» **Bereitgestellter Text**:
- - - -

Gender Mainstreaming im grenzüberschreitenden Wassermanagement in der SADC Region
Hintergrund
Das Management von Wasserressourcen in einer der wasserärmsten Regionen Afrikas ist noch immer vorrangig eine Männerdomäne. Allerdings gibt es große Unterschiede zwischen Frauen
und Männern in der Art der Nutzung der Ressource Wasser. Als
Beschafferinnen und Nutzerinnen im Haushalt sowie in der
Landwirtschaft haben Frauen im südlichen Afrika tagtäglich eine
herausragende Rolle; gleichzeitig sind ihre Interessen im Wasserressourcenmanagement nach wie vor unterrepräsentiert. Um
solche Ungleichberechtigung besser auszugleichen ist es essentiell, traditionelle Rollenverteilungen, Machtverhältnisse und denen zugrunde liegende Ungleichheiten zu verstehen.
Aus diesem Grund haben alle 15 Mitgliedstaaten der Southern
African Development Community (SADC) bereits 2008 ein Gender- und Entwicklungsprotokoll verabschiedet. Darin verpflichten
sich die Mitgliedstaaten die Rolle von Frauen zu stärken, deren
Diskriminierung zu beseitigen und vollkommende Geschlechtergleichstellung und -gerechtigkeit zu erreichen. Als wirtschaftlicher Staatenverbund soll dies mehrheitlich durch die Verankerung von Gender Mainstreaming Ansätzen in nationaler Gesetzgebung sowie durch gender-sensible Politikansätze, Programme
und Projekte geschehen.

- - - -

» **Aufgabenstellung 1**:
Nennen Sie alle drei Dinge, die laut dem Text zum Gender Mainstreaming im Wassermanagement verstanden werden müssen, um Ungleichberechtigung auszugleichen.
» **Aufgabenstellung 2**:
Beantworten Sie anhand des Textes zum Gender Mainstreaming im Wassermanagement:
(a) Wie viele Mitgliedstaaten der SADC haben das Gender- und Entwicklungsprotokoll verabschiedet?
(b) In welchem Jahr geschah dies?
(c) In welchen zwei Bereichen sind Frauen im südlichen Afrika Beschafferinnen und Nutzerinnen von Wasser?
» **Aufgabenstellung 3**:
Führen Sie den Text zum Gender Mainstreaming im grenzüberschreitenden Wassermanagement der SADC-Region im selben sachlichen Stil weiter.
Die Datensätze stammen aus einer anderen Quelle.

(Beispiele zur Punktbeschriftung)
- - - -

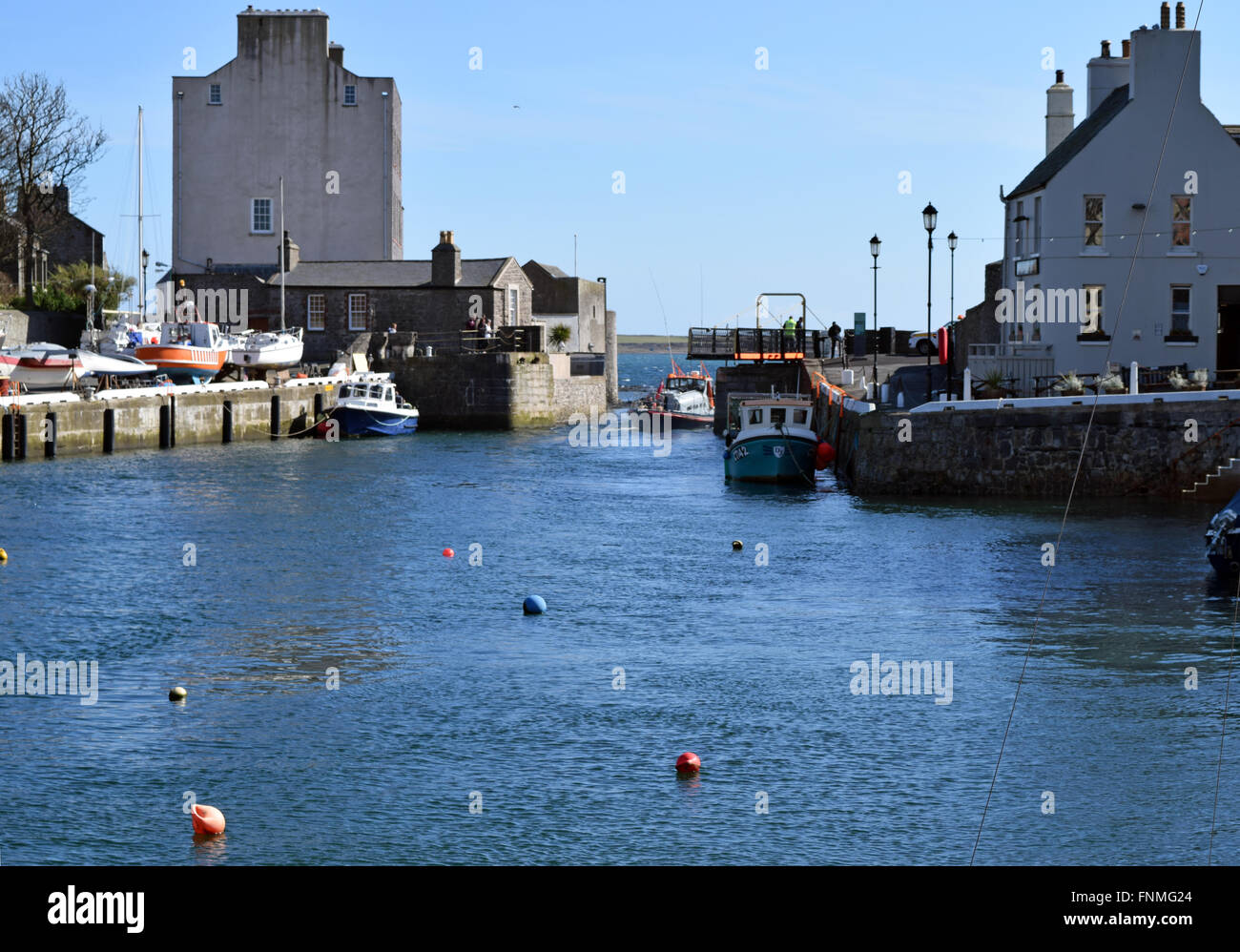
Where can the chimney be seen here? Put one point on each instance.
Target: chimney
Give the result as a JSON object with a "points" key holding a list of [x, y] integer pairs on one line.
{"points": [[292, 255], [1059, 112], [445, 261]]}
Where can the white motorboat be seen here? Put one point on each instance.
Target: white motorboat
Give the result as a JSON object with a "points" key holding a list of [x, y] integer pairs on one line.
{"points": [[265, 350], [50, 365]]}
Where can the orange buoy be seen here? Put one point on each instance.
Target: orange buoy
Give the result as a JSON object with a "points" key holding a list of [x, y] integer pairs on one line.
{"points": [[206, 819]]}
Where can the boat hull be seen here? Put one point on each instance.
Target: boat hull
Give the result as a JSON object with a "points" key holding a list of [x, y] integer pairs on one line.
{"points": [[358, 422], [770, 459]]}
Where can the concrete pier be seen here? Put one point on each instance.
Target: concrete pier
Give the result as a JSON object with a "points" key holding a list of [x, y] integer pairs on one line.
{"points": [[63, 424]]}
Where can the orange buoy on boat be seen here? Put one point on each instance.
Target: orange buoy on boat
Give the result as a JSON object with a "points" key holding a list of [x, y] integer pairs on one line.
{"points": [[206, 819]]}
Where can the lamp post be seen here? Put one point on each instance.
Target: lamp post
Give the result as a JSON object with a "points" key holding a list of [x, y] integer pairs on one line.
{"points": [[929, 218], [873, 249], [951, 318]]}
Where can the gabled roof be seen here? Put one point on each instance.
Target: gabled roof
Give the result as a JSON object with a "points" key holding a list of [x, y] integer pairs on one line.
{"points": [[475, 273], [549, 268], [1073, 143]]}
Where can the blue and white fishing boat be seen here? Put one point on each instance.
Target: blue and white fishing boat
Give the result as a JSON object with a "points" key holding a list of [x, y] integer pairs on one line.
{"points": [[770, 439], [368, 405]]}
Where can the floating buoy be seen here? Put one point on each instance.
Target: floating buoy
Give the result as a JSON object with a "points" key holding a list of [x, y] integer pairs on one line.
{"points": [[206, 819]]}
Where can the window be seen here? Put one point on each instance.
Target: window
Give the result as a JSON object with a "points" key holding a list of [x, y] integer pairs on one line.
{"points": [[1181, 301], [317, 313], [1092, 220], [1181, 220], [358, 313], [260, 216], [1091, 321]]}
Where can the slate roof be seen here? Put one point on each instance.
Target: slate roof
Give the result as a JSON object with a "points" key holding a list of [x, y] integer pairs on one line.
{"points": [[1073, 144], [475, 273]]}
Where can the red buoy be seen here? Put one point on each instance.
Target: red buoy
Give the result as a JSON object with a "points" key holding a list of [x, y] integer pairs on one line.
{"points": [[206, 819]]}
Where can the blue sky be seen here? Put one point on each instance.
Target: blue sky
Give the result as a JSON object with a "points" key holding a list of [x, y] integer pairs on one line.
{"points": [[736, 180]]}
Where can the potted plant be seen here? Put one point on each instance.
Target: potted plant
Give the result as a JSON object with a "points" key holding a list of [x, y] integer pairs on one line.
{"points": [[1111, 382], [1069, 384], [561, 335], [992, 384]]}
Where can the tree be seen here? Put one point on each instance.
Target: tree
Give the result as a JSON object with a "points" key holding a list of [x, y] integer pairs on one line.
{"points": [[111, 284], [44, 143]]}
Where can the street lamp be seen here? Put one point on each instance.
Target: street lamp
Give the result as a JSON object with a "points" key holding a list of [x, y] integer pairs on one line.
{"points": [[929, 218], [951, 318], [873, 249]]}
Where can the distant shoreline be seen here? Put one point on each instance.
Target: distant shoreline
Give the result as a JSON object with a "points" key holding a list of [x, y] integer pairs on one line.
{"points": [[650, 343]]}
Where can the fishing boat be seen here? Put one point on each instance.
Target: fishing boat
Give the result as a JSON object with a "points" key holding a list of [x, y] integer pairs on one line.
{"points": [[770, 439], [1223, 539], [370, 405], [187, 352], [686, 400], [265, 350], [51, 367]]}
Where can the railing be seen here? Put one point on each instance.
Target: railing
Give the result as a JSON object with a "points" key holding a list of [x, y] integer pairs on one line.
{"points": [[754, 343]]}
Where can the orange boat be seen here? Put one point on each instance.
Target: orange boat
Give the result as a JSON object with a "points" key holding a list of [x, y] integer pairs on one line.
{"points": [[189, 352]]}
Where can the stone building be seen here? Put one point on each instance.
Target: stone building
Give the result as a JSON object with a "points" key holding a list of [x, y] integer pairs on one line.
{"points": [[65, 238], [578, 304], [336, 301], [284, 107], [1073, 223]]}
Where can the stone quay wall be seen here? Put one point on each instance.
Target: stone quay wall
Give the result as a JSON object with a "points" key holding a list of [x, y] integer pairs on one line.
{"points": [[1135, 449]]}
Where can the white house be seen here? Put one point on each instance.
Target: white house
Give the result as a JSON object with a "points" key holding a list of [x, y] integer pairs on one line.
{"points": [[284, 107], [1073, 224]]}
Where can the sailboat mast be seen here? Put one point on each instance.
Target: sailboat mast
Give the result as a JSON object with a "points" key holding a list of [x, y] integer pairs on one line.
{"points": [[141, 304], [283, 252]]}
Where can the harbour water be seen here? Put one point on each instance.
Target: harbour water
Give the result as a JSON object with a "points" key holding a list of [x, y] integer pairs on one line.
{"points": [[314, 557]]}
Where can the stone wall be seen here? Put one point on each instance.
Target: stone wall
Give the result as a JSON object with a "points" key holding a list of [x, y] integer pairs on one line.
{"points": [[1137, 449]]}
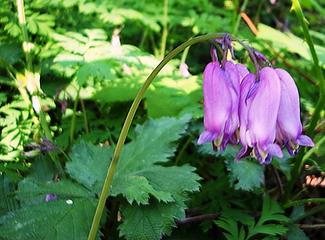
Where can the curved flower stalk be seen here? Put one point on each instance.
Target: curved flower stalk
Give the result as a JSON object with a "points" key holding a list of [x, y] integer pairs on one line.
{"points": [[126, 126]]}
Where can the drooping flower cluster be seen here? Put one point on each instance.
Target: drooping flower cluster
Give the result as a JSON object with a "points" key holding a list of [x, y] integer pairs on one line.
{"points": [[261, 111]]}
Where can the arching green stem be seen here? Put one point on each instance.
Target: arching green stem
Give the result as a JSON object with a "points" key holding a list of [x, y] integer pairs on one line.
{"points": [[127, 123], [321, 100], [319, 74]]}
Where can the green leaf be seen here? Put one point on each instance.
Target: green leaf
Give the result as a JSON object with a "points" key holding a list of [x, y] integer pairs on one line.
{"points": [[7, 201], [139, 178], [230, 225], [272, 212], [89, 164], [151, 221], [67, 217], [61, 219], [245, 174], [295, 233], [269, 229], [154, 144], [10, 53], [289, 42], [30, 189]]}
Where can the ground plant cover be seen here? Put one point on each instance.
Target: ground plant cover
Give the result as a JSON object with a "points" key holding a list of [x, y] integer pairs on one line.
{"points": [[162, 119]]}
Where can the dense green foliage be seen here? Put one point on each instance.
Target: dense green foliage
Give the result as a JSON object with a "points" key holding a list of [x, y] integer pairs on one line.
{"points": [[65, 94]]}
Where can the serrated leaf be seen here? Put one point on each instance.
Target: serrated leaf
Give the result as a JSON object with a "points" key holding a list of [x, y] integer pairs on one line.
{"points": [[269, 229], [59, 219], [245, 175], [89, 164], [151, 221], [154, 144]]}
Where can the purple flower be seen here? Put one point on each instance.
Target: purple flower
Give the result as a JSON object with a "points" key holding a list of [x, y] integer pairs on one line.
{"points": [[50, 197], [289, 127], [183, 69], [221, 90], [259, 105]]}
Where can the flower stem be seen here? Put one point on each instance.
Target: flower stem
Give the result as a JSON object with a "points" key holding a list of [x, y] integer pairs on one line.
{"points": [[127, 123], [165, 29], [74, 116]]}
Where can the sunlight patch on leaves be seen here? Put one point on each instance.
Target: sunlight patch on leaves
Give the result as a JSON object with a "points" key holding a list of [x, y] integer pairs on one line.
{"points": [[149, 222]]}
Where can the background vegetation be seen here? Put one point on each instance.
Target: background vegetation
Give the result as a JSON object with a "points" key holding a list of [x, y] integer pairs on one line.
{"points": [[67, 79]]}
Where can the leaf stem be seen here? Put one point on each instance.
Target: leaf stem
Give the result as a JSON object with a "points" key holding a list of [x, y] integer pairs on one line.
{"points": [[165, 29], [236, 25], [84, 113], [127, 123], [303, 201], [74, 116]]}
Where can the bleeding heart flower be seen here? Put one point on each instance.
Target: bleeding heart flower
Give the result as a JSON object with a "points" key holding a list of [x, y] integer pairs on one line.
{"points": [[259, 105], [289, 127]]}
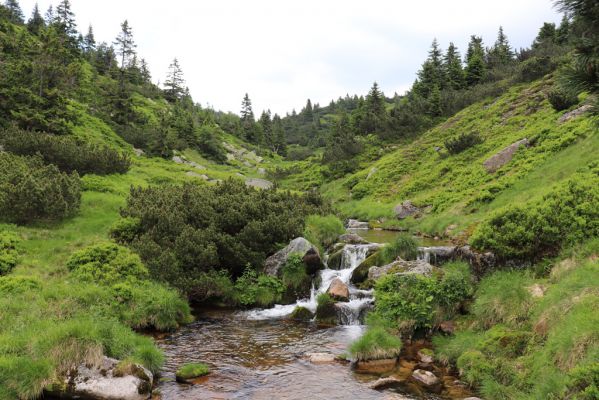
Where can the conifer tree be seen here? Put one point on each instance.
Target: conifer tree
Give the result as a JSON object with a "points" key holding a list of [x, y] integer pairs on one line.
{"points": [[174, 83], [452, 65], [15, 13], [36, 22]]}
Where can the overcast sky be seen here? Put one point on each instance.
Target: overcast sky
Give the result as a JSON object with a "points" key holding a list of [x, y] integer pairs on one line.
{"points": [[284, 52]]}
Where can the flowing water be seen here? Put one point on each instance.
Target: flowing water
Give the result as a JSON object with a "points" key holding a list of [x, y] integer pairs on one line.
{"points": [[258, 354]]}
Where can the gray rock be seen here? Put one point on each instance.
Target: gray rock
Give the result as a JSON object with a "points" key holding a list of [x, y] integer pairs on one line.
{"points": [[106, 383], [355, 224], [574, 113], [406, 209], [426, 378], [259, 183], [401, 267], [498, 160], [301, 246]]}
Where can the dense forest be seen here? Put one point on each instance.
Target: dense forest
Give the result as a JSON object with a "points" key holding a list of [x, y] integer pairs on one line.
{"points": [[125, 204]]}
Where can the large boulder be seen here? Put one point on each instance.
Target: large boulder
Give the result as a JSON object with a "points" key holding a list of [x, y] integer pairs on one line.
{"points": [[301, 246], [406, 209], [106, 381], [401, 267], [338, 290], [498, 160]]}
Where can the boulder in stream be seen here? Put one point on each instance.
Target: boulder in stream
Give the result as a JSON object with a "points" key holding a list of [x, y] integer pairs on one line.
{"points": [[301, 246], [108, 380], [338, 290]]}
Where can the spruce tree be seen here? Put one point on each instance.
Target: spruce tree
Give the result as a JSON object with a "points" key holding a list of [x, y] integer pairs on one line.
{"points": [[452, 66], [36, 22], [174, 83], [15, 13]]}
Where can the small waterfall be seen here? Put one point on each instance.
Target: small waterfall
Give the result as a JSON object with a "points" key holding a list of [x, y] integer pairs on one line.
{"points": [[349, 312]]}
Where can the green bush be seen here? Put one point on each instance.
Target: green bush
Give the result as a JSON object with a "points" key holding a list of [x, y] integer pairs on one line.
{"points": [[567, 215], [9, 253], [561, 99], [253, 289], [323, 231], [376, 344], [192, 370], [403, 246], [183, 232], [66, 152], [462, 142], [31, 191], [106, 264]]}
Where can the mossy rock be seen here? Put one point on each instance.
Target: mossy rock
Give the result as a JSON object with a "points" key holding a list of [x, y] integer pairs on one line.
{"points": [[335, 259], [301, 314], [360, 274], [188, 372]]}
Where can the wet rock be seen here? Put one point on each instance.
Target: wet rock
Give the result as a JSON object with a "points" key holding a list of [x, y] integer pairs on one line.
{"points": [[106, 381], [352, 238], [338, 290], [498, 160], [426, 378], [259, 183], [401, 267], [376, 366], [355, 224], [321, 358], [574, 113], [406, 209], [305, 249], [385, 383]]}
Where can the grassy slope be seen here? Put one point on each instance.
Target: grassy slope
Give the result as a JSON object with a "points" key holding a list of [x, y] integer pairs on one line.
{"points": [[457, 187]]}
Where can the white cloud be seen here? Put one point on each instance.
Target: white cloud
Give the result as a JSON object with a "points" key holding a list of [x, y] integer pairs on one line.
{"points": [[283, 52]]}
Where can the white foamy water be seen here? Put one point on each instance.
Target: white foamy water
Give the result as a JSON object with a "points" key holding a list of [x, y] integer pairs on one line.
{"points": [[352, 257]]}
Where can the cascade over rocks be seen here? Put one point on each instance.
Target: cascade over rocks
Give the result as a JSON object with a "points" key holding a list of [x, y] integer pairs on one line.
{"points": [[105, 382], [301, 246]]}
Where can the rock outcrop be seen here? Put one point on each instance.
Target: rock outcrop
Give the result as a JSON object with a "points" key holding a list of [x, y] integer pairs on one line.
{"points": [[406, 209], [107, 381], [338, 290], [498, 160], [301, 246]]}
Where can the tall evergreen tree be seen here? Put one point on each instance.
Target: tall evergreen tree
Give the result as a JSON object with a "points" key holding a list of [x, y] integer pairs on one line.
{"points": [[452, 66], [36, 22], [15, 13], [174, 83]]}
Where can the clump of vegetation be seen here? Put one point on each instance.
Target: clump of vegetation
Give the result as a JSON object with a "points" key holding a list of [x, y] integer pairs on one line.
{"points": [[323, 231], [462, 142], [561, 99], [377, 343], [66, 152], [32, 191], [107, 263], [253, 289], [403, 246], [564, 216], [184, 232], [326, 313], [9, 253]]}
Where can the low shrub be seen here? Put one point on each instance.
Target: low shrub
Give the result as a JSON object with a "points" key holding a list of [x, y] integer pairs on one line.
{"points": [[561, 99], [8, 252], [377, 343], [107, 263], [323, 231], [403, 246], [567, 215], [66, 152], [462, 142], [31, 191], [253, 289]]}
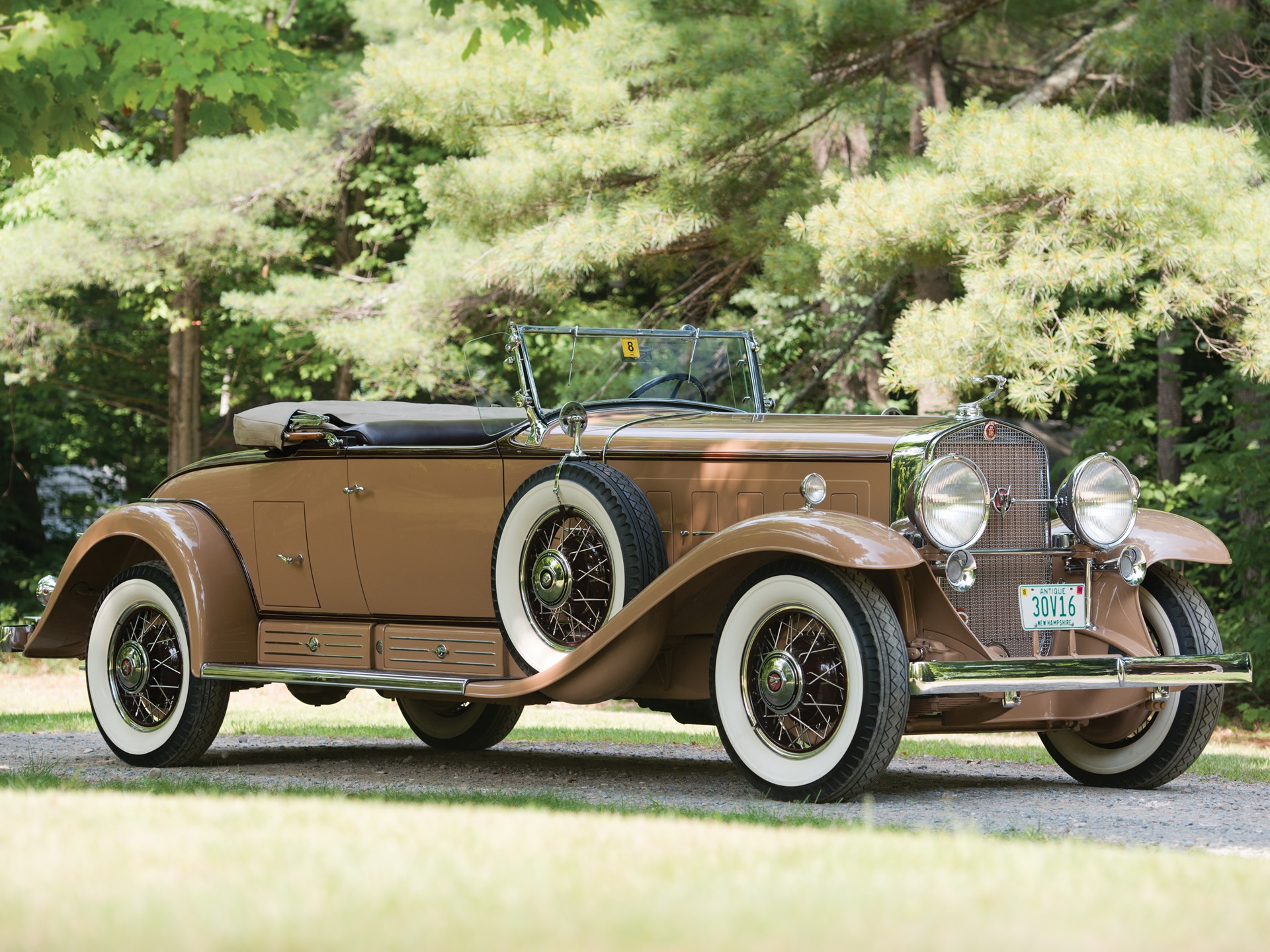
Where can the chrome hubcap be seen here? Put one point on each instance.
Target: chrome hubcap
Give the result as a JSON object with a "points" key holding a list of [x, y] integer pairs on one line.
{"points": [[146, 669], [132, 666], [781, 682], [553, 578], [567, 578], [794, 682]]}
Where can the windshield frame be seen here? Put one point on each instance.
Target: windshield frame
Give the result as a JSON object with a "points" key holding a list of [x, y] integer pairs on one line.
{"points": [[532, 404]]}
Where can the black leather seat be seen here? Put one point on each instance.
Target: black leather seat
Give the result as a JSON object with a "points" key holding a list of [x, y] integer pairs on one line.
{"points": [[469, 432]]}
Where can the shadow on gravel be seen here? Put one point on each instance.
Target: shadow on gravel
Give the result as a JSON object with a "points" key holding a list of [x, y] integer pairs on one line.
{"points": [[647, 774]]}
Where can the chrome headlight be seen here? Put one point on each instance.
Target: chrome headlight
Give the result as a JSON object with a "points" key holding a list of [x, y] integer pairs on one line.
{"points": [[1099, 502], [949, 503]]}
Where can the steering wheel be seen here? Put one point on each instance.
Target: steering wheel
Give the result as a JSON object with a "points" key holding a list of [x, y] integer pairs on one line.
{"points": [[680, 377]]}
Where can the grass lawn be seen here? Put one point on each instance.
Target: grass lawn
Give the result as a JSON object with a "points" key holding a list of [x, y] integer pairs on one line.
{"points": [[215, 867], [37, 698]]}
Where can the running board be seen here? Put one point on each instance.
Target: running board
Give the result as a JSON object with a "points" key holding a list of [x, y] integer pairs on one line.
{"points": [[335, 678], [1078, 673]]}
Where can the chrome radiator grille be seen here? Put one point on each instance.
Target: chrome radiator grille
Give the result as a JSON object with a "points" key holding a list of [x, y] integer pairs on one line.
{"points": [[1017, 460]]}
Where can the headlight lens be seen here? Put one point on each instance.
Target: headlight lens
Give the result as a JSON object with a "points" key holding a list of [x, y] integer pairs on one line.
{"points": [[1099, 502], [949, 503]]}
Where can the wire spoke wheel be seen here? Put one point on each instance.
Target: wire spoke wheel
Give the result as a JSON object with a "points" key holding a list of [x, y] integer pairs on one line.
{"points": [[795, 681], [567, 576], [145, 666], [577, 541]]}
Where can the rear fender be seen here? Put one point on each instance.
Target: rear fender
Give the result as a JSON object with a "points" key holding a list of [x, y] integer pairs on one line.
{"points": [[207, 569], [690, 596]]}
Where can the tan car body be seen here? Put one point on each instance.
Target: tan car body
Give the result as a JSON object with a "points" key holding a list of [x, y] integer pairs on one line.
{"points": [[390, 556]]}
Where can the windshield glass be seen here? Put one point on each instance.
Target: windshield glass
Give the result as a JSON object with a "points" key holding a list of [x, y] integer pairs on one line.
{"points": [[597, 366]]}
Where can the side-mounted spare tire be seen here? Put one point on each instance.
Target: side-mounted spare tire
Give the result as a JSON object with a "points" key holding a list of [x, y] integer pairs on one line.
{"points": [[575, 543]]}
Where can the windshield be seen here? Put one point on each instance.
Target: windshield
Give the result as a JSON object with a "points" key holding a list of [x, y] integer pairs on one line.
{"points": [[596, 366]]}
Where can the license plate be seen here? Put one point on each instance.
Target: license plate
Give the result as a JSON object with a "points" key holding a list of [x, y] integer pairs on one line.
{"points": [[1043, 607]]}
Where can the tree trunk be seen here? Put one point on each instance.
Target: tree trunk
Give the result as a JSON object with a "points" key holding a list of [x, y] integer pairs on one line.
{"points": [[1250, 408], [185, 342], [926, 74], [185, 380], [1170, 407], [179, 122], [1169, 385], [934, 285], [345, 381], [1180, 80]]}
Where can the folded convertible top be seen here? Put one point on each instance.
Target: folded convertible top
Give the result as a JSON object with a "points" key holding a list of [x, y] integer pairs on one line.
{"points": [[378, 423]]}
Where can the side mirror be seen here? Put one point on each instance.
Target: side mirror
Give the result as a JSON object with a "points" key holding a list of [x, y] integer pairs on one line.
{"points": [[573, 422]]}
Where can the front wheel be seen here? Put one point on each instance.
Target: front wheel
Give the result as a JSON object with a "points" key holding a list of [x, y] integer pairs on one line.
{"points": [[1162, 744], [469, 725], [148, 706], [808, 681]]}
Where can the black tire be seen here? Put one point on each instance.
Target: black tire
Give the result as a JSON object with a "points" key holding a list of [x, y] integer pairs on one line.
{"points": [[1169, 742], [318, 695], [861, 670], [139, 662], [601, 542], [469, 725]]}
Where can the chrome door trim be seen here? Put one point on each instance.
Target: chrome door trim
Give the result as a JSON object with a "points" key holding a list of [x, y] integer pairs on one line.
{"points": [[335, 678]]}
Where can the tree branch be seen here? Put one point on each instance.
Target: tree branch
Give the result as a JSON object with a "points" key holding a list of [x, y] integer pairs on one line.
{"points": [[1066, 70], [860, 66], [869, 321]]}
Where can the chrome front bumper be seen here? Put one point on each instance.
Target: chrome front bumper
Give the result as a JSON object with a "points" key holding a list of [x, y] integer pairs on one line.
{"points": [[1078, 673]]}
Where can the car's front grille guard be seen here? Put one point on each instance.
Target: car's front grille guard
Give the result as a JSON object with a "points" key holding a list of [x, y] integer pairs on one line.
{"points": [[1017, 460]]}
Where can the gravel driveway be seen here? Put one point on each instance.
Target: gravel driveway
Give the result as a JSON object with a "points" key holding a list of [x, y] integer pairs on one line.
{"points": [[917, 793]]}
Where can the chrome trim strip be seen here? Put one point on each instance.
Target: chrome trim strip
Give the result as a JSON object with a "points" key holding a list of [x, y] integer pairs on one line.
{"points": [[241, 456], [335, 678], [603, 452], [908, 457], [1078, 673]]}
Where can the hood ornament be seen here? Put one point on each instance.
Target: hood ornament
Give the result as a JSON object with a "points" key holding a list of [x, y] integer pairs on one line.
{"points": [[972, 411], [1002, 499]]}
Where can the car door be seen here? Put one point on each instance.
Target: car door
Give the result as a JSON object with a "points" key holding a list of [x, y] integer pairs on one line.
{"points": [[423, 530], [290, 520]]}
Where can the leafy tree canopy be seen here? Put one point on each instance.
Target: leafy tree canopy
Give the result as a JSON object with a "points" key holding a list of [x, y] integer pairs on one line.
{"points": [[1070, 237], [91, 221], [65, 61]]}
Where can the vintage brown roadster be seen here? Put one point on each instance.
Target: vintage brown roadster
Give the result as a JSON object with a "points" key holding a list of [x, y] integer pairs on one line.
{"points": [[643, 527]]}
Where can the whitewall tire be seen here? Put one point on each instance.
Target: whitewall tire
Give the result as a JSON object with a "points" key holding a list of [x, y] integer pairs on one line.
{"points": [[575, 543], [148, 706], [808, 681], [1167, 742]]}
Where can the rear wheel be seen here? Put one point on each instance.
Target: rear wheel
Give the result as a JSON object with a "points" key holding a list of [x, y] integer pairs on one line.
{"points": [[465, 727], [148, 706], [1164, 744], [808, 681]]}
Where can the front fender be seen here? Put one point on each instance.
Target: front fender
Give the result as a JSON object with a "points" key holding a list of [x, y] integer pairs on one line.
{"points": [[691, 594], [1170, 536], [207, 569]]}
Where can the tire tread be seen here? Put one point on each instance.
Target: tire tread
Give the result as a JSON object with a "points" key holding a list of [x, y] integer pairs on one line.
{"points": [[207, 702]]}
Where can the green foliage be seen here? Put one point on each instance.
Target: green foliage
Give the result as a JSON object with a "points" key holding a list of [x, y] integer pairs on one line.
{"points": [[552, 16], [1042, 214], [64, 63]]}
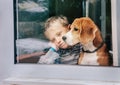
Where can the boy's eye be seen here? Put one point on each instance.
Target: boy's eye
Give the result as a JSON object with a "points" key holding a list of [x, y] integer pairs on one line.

- - - -

» **Lösung 1**:
- traditionelle Rollenverteilungen
- Machtverhältnisse
- die diesen zugrunde liegenden Ungleichheiten

» **Lösung 2**:
(a) Alle 15 Mitgliedstaaten.
(b) 2008.
(c) Im Haushalt und in der Landwirtschaft.

» **Lösung 3**:
Programmansatz
Das GIZ Vorhaben “Grenzüberschreitendes Wassermanagement
in der SADC Region” hat das Ziel persönliche, institutionelle und
organisatorische Kapazitäten der SADC-Wasserabteilung sowie
ausgewählter Flussgebietsorganisationen (FGO) zu stärken. Auf
Wunsch des politischen Trägers, sowie spezifisch des größten
Kofinanciers, der britischen Regierung durch DfID, hat das Vorhaben ein Projekt zum Gender Mainstreaming im grenzüberschreitenden Wassersektor durchgeführt. Ziel war es politische
Entscheidungsträger für Fragen der Gleichstellung der Geschlechter im Wassersektor zu sensibilisieren. Zudem wurde die
SADC-Wasserabteilung sowie ausgewählte FGOs bei der institutionellen und programmatischen Verankerung von Gender
Mainstreaming Ansätzen unterstützt.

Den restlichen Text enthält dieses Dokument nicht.